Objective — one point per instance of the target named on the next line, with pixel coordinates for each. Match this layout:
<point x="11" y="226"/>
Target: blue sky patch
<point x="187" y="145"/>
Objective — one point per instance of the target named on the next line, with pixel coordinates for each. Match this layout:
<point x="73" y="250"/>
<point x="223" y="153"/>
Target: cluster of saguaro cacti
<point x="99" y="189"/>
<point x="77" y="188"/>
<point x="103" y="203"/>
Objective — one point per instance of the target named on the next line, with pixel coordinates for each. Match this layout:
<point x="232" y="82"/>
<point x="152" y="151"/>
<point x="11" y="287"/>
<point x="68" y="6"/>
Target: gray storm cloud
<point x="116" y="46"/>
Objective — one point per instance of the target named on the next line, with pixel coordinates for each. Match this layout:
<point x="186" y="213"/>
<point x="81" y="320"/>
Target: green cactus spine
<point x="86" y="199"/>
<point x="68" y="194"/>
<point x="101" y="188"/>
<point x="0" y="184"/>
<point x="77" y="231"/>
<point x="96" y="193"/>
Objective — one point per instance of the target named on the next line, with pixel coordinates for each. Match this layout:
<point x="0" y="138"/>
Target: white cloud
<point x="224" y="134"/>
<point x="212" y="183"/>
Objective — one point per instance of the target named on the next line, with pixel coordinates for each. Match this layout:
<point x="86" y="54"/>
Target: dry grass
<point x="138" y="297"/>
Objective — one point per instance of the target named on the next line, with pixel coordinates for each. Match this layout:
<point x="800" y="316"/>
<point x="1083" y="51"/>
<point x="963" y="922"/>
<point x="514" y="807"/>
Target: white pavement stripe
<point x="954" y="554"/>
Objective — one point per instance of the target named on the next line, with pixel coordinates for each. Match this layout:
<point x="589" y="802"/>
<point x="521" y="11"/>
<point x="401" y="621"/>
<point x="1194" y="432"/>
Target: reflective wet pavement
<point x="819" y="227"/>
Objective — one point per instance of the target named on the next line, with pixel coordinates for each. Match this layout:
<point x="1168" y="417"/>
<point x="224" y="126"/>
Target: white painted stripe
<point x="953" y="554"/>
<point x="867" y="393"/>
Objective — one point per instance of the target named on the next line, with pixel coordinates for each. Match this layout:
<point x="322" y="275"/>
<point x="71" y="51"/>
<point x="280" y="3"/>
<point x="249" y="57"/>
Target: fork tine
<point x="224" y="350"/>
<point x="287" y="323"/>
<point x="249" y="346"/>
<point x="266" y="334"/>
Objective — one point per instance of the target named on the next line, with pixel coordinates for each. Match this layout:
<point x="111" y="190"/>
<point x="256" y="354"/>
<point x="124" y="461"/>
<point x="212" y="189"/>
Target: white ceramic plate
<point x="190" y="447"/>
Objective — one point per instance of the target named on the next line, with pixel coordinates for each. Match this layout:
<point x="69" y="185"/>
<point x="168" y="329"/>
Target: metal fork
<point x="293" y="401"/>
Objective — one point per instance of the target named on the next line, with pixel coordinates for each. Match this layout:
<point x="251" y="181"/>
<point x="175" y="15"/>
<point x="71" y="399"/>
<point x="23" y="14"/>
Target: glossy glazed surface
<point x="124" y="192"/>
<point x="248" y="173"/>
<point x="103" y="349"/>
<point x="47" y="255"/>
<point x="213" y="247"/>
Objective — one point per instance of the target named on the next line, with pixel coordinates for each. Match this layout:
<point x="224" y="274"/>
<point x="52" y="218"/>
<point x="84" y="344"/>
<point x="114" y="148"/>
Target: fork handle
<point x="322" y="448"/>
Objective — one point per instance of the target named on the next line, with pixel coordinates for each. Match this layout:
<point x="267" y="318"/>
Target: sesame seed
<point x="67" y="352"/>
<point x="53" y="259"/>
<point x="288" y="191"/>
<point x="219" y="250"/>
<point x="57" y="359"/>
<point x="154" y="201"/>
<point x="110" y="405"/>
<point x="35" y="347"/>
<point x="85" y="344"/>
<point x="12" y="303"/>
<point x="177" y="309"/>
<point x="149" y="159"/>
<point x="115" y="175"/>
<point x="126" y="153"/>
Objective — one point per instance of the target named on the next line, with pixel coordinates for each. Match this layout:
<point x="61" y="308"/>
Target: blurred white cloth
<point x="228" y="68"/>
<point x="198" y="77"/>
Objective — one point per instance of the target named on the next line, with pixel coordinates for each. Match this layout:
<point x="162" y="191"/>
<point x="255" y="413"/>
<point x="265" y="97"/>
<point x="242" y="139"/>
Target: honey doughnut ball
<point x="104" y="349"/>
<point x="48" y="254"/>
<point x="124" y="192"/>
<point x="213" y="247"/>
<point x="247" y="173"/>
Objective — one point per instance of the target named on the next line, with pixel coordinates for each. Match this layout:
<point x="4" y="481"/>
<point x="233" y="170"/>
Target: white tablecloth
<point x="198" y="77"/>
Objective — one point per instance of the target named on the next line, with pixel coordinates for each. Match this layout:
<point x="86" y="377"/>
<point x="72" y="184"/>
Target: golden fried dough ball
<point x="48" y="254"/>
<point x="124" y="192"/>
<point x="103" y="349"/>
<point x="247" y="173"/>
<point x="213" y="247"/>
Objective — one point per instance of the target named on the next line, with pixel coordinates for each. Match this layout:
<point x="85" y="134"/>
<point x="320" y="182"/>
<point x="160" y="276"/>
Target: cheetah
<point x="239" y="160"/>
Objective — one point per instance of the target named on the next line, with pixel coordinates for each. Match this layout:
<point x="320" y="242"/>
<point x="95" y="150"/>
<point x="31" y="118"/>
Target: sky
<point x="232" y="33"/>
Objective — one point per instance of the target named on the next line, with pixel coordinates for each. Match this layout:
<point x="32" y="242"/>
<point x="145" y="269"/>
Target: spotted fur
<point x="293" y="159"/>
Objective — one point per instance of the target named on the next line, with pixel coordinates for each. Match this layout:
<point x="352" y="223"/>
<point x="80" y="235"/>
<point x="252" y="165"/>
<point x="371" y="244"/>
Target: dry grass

---

■ **EXERCISE**
Retype all of the listing exactly, leaving out no line.

■ **RESPONSE AREA**
Objective — one point per instance of the target named on the next line, with pixel coordinates for each. Match this layout:
<point x="11" y="226"/>
Target: blue sky patch
<point x="187" y="145"/>
Objective — one point per instance of the target named on the next line, with pixel coordinates for each. Match this layout:
<point x="73" y="250"/>
<point x="223" y="153"/>
Target: cluster of saguaro cacti
<point x="99" y="189"/>
<point x="77" y="188"/>
<point x="103" y="203"/>
Objective — one point per instance of the target named on the next line, with pixel coordinates for each. Match this layout:
<point x="232" y="82"/>
<point x="152" y="151"/>
<point x="11" y="287"/>
<point x="68" y="6"/>
Target: gray storm cloud
<point x="116" y="46"/>
Objective — one point per instance of the target named on the next line, with pixel coordinates for each. Match this layout:
<point x="186" y="213"/>
<point x="81" y="320"/>
Target: green cactus spine
<point x="86" y="199"/>
<point x="68" y="194"/>
<point x="101" y="188"/>
<point x="0" y="184"/>
<point x="77" y="231"/>
<point x="96" y="193"/>
Objective — one point per instance of the target named on the next line, with pixel coordinates for each. Match this layout:
<point x="0" y="138"/>
Target: white cloud
<point x="224" y="134"/>
<point x="212" y="183"/>
Objective — one point per instance of the target named on the next line, with pixel coordinates for each. Match this layout:
<point x="86" y="54"/>
Target: dry grass
<point x="138" y="297"/>
Objective — one point per instance of the target named on the next line, with pixel coordinates for each. Match this layout:
<point x="800" y="316"/>
<point x="1083" y="51"/>
<point x="963" y="922"/>
<point x="514" y="807"/>
Target: white pavement stripe
<point x="954" y="554"/>
Objective — one point per instance of the target named on the next line, with pixel coordinates for each. Match this layout:
<point x="589" y="802"/>
<point x="521" y="11"/>
<point x="401" y="621"/>
<point x="1194" y="432"/>
Target: reflective wet pavement
<point x="819" y="227"/>
Objective — one point per instance of the target named on the next line, with pixel coordinates for each. Match this layout:
<point x="1168" y="417"/>
<point x="224" y="126"/>
Target: white painted stripe
<point x="953" y="554"/>
<point x="867" y="393"/>
Objective — one point per instance of the target named on the next line, with pixel coordinates for each. Match this layout:
<point x="322" y="275"/>
<point x="71" y="51"/>
<point x="280" y="3"/>
<point x="249" y="57"/>
Target: fork tine
<point x="224" y="350"/>
<point x="287" y="323"/>
<point x="249" y="346"/>
<point x="266" y="334"/>
Objective — one point per instance of the target named on the next line, with pixel coordinates for each. Match this layout:
<point x="111" y="190"/>
<point x="256" y="354"/>
<point x="124" y="461"/>
<point x="212" y="189"/>
Target: white ceramic plate
<point x="190" y="447"/>
Objective — one point per instance of the target named on the next line, with pixel coordinates for each. Match this layout:
<point x="69" y="185"/>
<point x="168" y="329"/>
Target: metal fork
<point x="293" y="401"/>
Objective — one point per instance of the target named on the next line, with pixel coordinates for each. Match this layout:
<point x="251" y="181"/>
<point x="175" y="15"/>
<point x="71" y="399"/>
<point x="23" y="14"/>
Target: glossy glazed surface
<point x="124" y="192"/>
<point x="248" y="173"/>
<point x="103" y="349"/>
<point x="47" y="255"/>
<point x="213" y="247"/>
Objective — one point per instance of the target named on the next line, with pixel coordinates for each. Match this layout:
<point x="224" y="274"/>
<point x="52" y="218"/>
<point x="84" y="344"/>
<point x="114" y="148"/>
Target: fork handle
<point x="322" y="448"/>
Objective — one point per instance of the target named on the next line, with pixel coordinates for each. Match this layout:
<point x="267" y="318"/>
Target: sesame seed
<point x="67" y="352"/>
<point x="53" y="259"/>
<point x="288" y="191"/>
<point x="219" y="250"/>
<point x="57" y="359"/>
<point x="154" y="201"/>
<point x="110" y="405"/>
<point x="35" y="347"/>
<point x="85" y="344"/>
<point x="12" y="303"/>
<point x="177" y="309"/>
<point x="149" y="159"/>
<point x="115" y="175"/>
<point x="126" y="153"/>
Objective — one point per instance of the target named on the next line, with pixel coordinates for each. Match this layout:
<point x="61" y="308"/>
Target: blurred white cloth
<point x="228" y="68"/>
<point x="198" y="77"/>
Objective — one point per instance of the target named on the next line, with pixel coordinates for each. Match this layout:
<point x="162" y="191"/>
<point x="255" y="413"/>
<point x="265" y="97"/>
<point x="242" y="139"/>
Target: honey doughnut ball
<point x="104" y="349"/>
<point x="48" y="254"/>
<point x="124" y="192"/>
<point x="213" y="247"/>
<point x="247" y="173"/>
Objective — one point per instance of the target named on the next line, with pixel coordinates for each. Match this layout:
<point x="4" y="481"/>
<point x="233" y="170"/>
Target: white tablecloth
<point x="198" y="77"/>
Objective — one point per instance of the target named on the next line, with pixel coordinates for each. Match this layout:
<point x="86" y="377"/>
<point x="72" y="184"/>
Target: golden fried dough ball
<point x="48" y="254"/>
<point x="124" y="192"/>
<point x="103" y="349"/>
<point x="247" y="173"/>
<point x="213" y="247"/>
Objective — one point per instance of the target named on the next line, with pixel coordinates for each. Match this layout:
<point x="85" y="134"/>
<point x="320" y="182"/>
<point x="160" y="276"/>
Target: cheetah
<point x="239" y="160"/>
Objective — one point per instance of the target named on the next line, with pixel coordinates for each. Match this layout:
<point x="320" y="242"/>
<point x="95" y="150"/>
<point x="31" y="118"/>
Target: sky
<point x="232" y="33"/>
Objective — one point per instance of the target named on the next line, with pixel coordinates for each. Match this layout:
<point x="32" y="242"/>
<point x="145" y="269"/>
Target: spotted fur
<point x="293" y="159"/>
Objective — one point per instance of the target named on the next line, with pixel coordinates for each. Match this layout:
<point x="352" y="223"/>
<point x="80" y="235"/>
<point x="252" y="165"/>
<point x="371" y="244"/>
Target: dry grass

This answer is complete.